▸ Text block
═══

Usually flats are not rent furnished in Germany. Sometimes they come with a kitchen, sometimes not.
Food prices are very cheap in Germany, but the better quality you want, the more you pay.
You should consider putting money back for your private pension. 

Personally, I think working in Germany is all about exploitation of the employees. Even academics these days are on temporary contracts to push down the salary.
Also, the taxes are way to high in Germany.


----------



## Tulku

Hi,
Offer:
Please remember that the first offer they give you is the lowest they will offer you based on your experience. Base on experience etc. you should ask for relocation provision, the relocation provision can help you with flight, first damage deposit for rental etc. They might include in the contract that the relocation provision should be paid back (minus months you already worked at the company) if you leave the company within 3 year. It is quite common that they will include 6 Month probation period, but you can negotiate about it. 
Loan:
It is possible to get loan, however each bank has it own rules about how to give out loan. Mostly it tied to their security.

═══

▸ Short problem 1
Repeat the forum thread about working in Germany, starting with "You should consider" and going on through "down the salary.".
The forum thread about working in Germany has nothing to do with the rows.

═══

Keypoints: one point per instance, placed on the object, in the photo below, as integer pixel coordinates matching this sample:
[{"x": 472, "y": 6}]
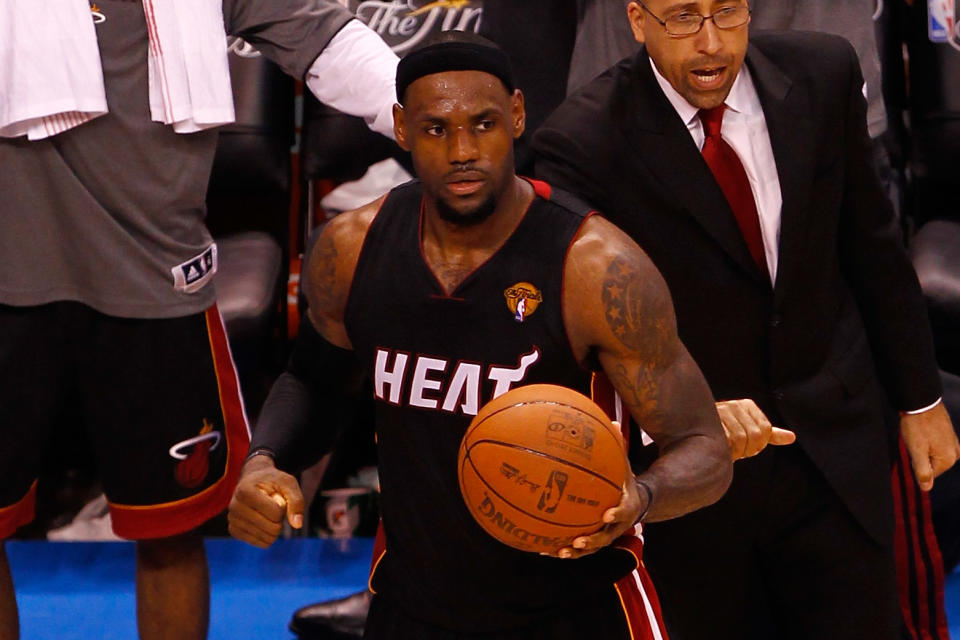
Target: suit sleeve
[
  {"x": 875, "y": 262},
  {"x": 563, "y": 163}
]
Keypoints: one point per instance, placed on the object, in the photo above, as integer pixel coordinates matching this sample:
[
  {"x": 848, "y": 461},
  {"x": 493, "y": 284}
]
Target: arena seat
[
  {"x": 935, "y": 251},
  {"x": 248, "y": 213}
]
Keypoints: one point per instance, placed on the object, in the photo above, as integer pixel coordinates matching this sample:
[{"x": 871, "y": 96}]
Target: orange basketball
[{"x": 539, "y": 465}]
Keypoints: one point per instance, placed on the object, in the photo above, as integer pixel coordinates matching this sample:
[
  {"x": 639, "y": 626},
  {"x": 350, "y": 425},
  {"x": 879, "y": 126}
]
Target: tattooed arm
[
  {"x": 320, "y": 367},
  {"x": 330, "y": 268},
  {"x": 617, "y": 306}
]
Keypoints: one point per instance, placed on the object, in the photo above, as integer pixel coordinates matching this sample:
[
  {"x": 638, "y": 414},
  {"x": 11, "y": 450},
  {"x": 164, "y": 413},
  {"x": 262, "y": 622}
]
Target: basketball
[{"x": 539, "y": 465}]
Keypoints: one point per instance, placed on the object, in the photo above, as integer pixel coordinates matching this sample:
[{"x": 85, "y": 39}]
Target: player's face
[
  {"x": 459, "y": 127},
  {"x": 702, "y": 66}
]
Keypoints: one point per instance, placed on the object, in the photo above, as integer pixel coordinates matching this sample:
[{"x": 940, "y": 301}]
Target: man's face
[
  {"x": 459, "y": 127},
  {"x": 702, "y": 66}
]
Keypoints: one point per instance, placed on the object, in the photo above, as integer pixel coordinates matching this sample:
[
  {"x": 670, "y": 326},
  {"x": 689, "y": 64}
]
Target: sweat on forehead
[{"x": 453, "y": 51}]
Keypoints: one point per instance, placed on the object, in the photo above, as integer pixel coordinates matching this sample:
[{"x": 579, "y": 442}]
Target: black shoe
[{"x": 341, "y": 619}]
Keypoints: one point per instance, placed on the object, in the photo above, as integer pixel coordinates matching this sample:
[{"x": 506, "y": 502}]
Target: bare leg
[
  {"x": 173, "y": 588},
  {"x": 9, "y": 620}
]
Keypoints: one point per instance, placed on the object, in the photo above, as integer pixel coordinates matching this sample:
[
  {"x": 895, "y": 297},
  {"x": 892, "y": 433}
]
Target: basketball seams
[
  {"x": 481, "y": 418},
  {"x": 578, "y": 527},
  {"x": 586, "y": 463},
  {"x": 614, "y": 485}
]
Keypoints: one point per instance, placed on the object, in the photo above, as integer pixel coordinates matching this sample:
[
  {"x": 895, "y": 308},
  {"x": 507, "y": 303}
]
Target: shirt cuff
[
  {"x": 924, "y": 410},
  {"x": 356, "y": 73}
]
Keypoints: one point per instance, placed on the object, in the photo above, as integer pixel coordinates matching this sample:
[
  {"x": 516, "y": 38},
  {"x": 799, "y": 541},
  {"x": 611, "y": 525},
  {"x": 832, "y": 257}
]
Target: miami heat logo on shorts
[
  {"x": 194, "y": 456},
  {"x": 522, "y": 299}
]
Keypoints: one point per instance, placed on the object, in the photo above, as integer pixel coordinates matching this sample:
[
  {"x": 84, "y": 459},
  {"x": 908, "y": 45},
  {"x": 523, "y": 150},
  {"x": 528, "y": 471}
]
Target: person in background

═══

▸ Short problem 2
Find each line of the rows that contains the string "face", treating case as significant.

▸ Final result 1
You should consider putting money back for your private pension. 

Personally, I think working in Germany is all about exploitation of the employees. Even academics these days are on temporary contracts to push down the salary.

▸ Final result 2
Target: player's face
Target: man's face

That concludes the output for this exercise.